[BEGIN Data rows]

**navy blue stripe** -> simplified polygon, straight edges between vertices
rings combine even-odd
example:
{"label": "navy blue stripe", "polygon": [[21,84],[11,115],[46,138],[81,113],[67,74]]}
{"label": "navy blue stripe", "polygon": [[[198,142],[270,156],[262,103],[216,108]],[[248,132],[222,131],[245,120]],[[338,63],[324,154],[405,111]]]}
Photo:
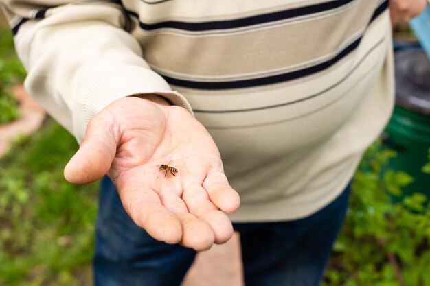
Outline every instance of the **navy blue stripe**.
{"label": "navy blue stripe", "polygon": [[47,9],[42,9],[37,11],[36,15],[34,16],[34,18],[36,19],[45,18],[45,14],[46,13],[47,10]]}
{"label": "navy blue stripe", "polygon": [[161,75],[170,84],[196,89],[231,89],[276,84],[278,82],[295,80],[299,78],[318,73],[329,68],[341,60],[342,58],[354,51],[355,48],[359,46],[361,40],[361,38],[356,40],[338,53],[335,58],[328,60],[327,62],[322,62],[313,67],[309,67],[306,69],[300,69],[299,71],[282,73],[280,75],[271,75],[265,78],[235,80],[231,82],[194,82],[190,80],[179,80],[163,75]]}
{"label": "navy blue stripe", "polygon": [[[372,21],[373,21],[376,18],[377,18],[378,16],[382,14],[387,8],[388,0],[386,0],[383,3],[381,3],[381,5],[375,10],[374,15],[371,18],[370,23],[372,23]],[[232,80],[228,82],[196,82],[174,78],[167,75],[163,75],[163,74],[161,74],[161,75],[163,76],[166,81],[168,82],[170,84],[177,86],[195,89],[234,89],[277,84],[308,76],[330,67],[331,66],[341,60],[343,58],[348,56],[352,51],[354,51],[360,44],[361,38],[362,37],[360,37],[359,38],[350,44],[342,51],[341,51],[333,58],[326,62],[321,62],[319,64],[309,67],[301,70],[291,71],[288,73],[282,73],[276,75],[270,75],[264,78],[242,80]]]}
{"label": "navy blue stripe", "polygon": [[14,36],[15,36],[18,33],[18,30],[19,29],[21,25],[27,22],[28,20],[29,19],[27,18],[23,18],[19,22],[18,22],[18,24],[15,25],[15,26],[12,28],[12,32]]}
{"label": "navy blue stripe", "polygon": [[328,92],[329,91],[332,90],[332,88],[335,88],[336,86],[338,86],[342,82],[345,82],[354,73],[354,71],[355,71],[359,68],[359,67],[363,63],[363,62],[364,62],[364,60],[369,56],[369,55],[370,55],[370,53],[372,53],[372,52],[373,51],[374,51],[374,49],[376,47],[378,47],[381,44],[382,44],[383,43],[385,39],[385,38],[383,38],[379,41],[378,41],[378,43],[376,43],[372,48],[370,48],[370,49],[369,49],[369,51],[367,51],[367,52],[363,56],[363,58],[361,58],[361,59],[360,59],[360,60],[355,65],[355,67],[354,67],[354,68],[351,71],[350,71],[350,72],[346,75],[345,75],[345,77],[343,77],[343,78],[342,78],[339,82],[336,82],[332,86],[327,88],[326,89],[325,89],[324,91],[320,91],[320,92],[319,92],[317,93],[315,93],[315,94],[313,94],[312,95],[310,95],[310,96],[308,96],[307,97],[302,98],[300,99],[293,100],[292,102],[285,102],[285,103],[283,103],[283,104],[274,104],[274,105],[271,105],[271,106],[267,106],[256,107],[256,108],[253,108],[236,109],[236,110],[201,110],[201,109],[193,109],[193,111],[194,112],[199,112],[199,113],[237,113],[237,112],[248,112],[248,111],[261,110],[264,110],[264,109],[275,108],[278,108],[278,107],[286,106],[288,106],[288,105],[291,105],[291,104],[297,104],[297,103],[299,103],[299,102],[304,102],[304,101],[306,101],[306,100],[308,100],[308,99],[313,99],[314,97],[316,97],[317,96],[321,95]]}
{"label": "navy blue stripe", "polygon": [[[47,10],[47,9],[41,9],[41,10],[38,10],[34,14],[34,19],[44,18],[45,14],[46,13]],[[18,22],[16,25],[15,25],[14,27],[12,27],[12,32],[14,34],[14,36],[18,34],[18,31],[19,30],[19,28],[21,27],[21,26],[24,23],[27,22],[28,20],[30,20],[30,18],[23,18],[21,19],[19,22]]]}
{"label": "navy blue stripe", "polygon": [[[232,19],[228,21],[207,21],[199,23],[181,22],[169,21],[166,22],[147,24],[139,22],[139,27],[145,30],[154,30],[163,28],[172,28],[185,31],[209,31],[218,29],[235,29],[241,27],[274,22],[287,19],[319,13],[324,11],[336,9],[348,4],[354,0],[335,0],[309,6],[286,10],[273,13],[264,14],[250,17]],[[139,19],[139,15],[133,11],[127,12],[134,17]]]}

[END Data rows]

◆ Exercise prompt ◆
Locate every line in the records above that contains the word "instance", treating uppercase and lowercase as different, and copy each of those lines.

◆ Written answer ◆
Outline every instance of the **navy blue stripe**.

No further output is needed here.